**Exercise goal**
Collect every line of the records below that contains the word "give".

[Opening Data supplied section]

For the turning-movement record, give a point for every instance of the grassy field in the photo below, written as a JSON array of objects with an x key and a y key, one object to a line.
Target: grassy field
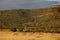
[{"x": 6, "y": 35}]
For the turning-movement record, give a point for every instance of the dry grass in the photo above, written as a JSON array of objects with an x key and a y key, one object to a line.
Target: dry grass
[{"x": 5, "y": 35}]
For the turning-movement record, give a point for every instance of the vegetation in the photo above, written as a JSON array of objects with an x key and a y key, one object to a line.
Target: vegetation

[Closing Data supplied section]
[Opening Data supplied section]

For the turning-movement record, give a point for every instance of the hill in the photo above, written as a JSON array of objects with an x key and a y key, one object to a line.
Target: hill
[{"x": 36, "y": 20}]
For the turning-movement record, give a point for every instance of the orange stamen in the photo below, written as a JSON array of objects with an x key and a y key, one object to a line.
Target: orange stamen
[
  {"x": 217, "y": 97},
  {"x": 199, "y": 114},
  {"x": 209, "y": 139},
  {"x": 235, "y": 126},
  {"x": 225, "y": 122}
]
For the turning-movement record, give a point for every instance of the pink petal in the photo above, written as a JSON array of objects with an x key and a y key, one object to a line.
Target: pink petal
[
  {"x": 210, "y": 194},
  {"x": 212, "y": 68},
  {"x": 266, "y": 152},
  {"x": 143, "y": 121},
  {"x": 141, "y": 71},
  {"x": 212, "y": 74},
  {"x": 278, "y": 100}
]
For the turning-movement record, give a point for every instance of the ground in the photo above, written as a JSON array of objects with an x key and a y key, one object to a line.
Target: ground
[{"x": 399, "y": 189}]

[Closing Data supplied section]
[Opening Data supplied section]

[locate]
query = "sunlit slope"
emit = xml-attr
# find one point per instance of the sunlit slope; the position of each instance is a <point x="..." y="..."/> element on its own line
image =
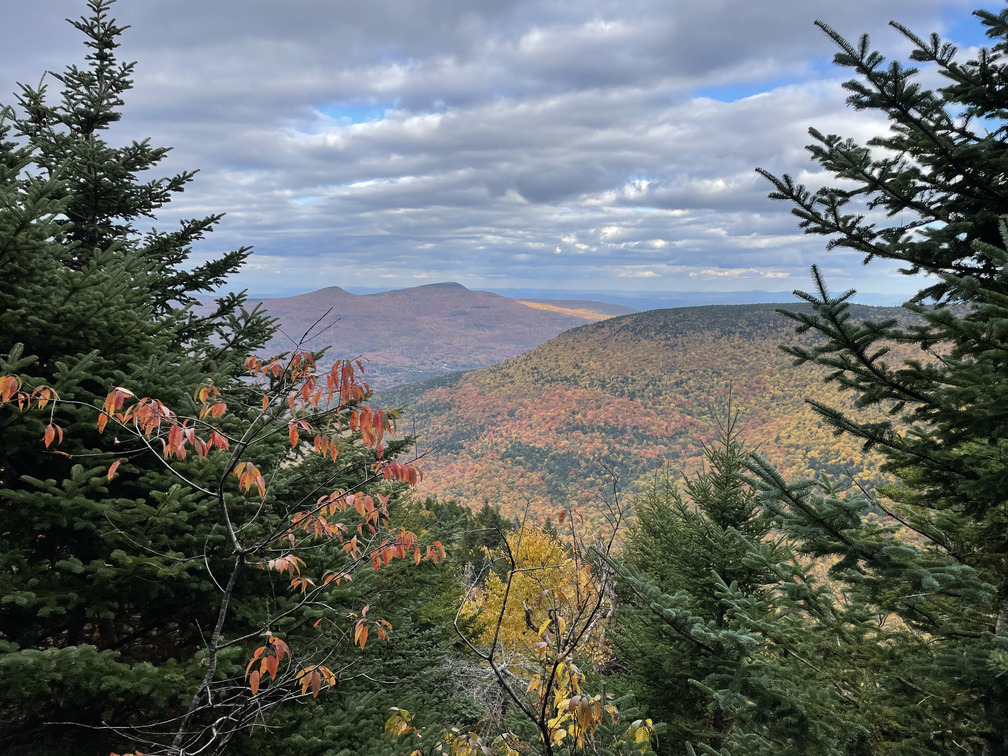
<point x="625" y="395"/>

[Closing Data supplied section]

**Your solution**
For the turning-movement record, give a point for every instance of the grassy field in the photo below, written as a JSON array of objects with an x key and a y key, one object to a line.
For the turning-movement record, give a point for every instance of the dry grass in the photo above, written as a JSON array of objects with an x key and a y key, one object to a line.
For the turning-movement record, give a point for every instance of the vegetation in the photo above, written as a JSON array of objects with an x key and a y key, one object to a line.
For the turning-movement record, give a point for every instance of the hill in the photo above, written as a JSON array of objects with an x key and a y key, one object to a line.
For the turning-movement record, give a point for every instance of the orange stamen in the photo below, written as a JSON array of objects with an x key and a y key, one object to a line.
For the turning-movement record, give a point for every instance of the pink petal in the photo above, written as a JSON array of objects with an x key and a y key, one object to a line.
For the turning-movement record, give a point for every instance of the ground in the photo above, written as a JSON array of objects with an x key and a y key, one object to a line.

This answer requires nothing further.